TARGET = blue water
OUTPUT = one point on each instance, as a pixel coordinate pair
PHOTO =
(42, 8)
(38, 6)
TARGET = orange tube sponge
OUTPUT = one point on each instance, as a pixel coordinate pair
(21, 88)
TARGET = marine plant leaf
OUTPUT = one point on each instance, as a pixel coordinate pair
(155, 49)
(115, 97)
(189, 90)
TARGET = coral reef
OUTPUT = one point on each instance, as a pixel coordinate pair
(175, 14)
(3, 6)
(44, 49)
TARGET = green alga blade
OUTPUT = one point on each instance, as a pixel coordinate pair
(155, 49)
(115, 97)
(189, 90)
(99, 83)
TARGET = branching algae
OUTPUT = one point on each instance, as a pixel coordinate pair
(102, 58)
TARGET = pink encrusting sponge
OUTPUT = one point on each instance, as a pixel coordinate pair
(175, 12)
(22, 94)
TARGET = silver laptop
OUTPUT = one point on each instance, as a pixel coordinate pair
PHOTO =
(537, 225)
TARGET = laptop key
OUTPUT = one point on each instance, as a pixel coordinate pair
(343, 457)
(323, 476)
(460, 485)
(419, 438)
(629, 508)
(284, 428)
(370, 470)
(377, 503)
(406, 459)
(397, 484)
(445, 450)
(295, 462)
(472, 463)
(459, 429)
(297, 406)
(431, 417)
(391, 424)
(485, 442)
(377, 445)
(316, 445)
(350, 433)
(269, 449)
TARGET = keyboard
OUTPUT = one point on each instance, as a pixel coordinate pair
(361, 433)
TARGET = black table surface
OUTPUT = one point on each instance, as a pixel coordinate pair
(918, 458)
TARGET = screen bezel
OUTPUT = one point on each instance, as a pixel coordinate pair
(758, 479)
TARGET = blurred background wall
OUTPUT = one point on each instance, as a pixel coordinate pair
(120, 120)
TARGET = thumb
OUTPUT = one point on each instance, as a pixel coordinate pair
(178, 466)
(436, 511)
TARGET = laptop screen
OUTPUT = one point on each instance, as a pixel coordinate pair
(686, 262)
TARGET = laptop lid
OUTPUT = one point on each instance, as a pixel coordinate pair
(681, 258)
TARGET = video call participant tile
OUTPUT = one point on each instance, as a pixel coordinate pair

+++

Goal of the exercise | Each record above needs to be set down again, word for word.

Expected answer |
TARGET = blue water
OUTPUT = one point on each instance, as a pixel coordinate pair
PHOTO =
(42, 8)
(38, 6)
TARGET = orange tube sponge
OUTPUT = one point on each instance, as a pixel coordinate pair
(21, 88)
TARGET = marine plant leaf
OUTPUT = one point on each instance, as a pixel coordinate pair
(155, 49)
(115, 97)
(189, 90)
TARGET = coral reef
OUTPUT = one point on each instance, as a pixel coordinate pair
(175, 14)
(3, 6)
(44, 49)
TARGET = green alga blade
OUTPUT = one point on each instance, as a pixel coordinate pair
(155, 49)
(115, 97)
(189, 90)
(99, 83)
TARGET = branching algae
OUTPUT = one point on each instance, as a pixel coordinate pair
(102, 58)
TARGET = pink encrusting sponge
OUTPUT = one point on each instance, as a pixel coordinate pair
(175, 12)
(22, 94)
TARGET = silver laptop
OUTPUT = one point on each instance, as a pixel coordinate pair
PHOTO =
(537, 225)
TARGET = laptop key
OUTPUT = one point on each instance, as a pixel coordinate pair
(343, 457)
(323, 476)
(460, 485)
(419, 438)
(629, 508)
(284, 428)
(370, 470)
(377, 503)
(406, 459)
(397, 484)
(445, 450)
(295, 462)
(472, 463)
(459, 429)
(297, 406)
(431, 417)
(391, 424)
(485, 442)
(377, 445)
(316, 445)
(350, 433)
(269, 449)
TARGET = keyboard
OUTPUT = one point on each instance, as a pixel coordinate pair
(361, 433)
TARGET = black table surface
OUTPUT = one point on each instance, as a pixel coordinate pair
(918, 458)
TARGET = screen bezel
OUTPUT = one point on each instance, as a pixel coordinate pair
(758, 479)
TARGET = blurred background wall
OUTPUT = one point on each instance, as a pixel coordinate pair
(120, 120)
TARGET = thumb
OUTPUT = one point on each instance, as a pixel coordinate pair
(178, 466)
(436, 511)
TARGET = laptop screen
OUTPUT = one point on each instance, as a pixel coordinate pair
(686, 262)
TARGET = laptop lid
OUTPUT = one point on each instance, as a pixel coordinate pair
(681, 258)
TARGET = video call participant tile
OUTPUT = one point on each instance, as a pixel coordinate pair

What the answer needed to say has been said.